- Requirement
Update the records below by replacing each "bare rock face" with "exposed cliff" and leaving every other line unchanged. Omit the pictures from your answer.
╭─ Data in this exercise
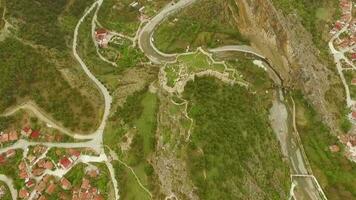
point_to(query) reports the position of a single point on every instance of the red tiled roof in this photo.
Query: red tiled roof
(353, 56)
(74, 152)
(65, 184)
(23, 175)
(51, 188)
(42, 198)
(13, 136)
(2, 159)
(23, 193)
(4, 137)
(10, 153)
(48, 165)
(26, 129)
(35, 134)
(85, 184)
(65, 162)
(30, 183)
(101, 31)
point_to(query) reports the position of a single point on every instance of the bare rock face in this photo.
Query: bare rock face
(284, 41)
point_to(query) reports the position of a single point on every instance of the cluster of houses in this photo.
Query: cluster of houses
(36, 166)
(13, 136)
(102, 37)
(67, 161)
(86, 191)
(136, 5)
(8, 154)
(2, 191)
╰─
- Written solution
point_to(query) reports the position of a single point on every instance of the red tiled roof in this photo.
Query: red tiled roof
(353, 56)
(74, 152)
(65, 184)
(23, 175)
(51, 188)
(42, 198)
(13, 136)
(2, 159)
(23, 193)
(4, 137)
(10, 153)
(48, 165)
(26, 129)
(35, 134)
(85, 184)
(65, 162)
(30, 183)
(101, 31)
point_to(query) reports the position of a single point on every instance of the exposed cliff in this photo.
Query: exposed cliff
(284, 41)
point_to(query) reports the position of a single point on every instance of the cluster of houses in this photo.
Query: cluster of houses
(36, 166)
(13, 136)
(102, 37)
(67, 161)
(86, 191)
(136, 5)
(8, 154)
(2, 191)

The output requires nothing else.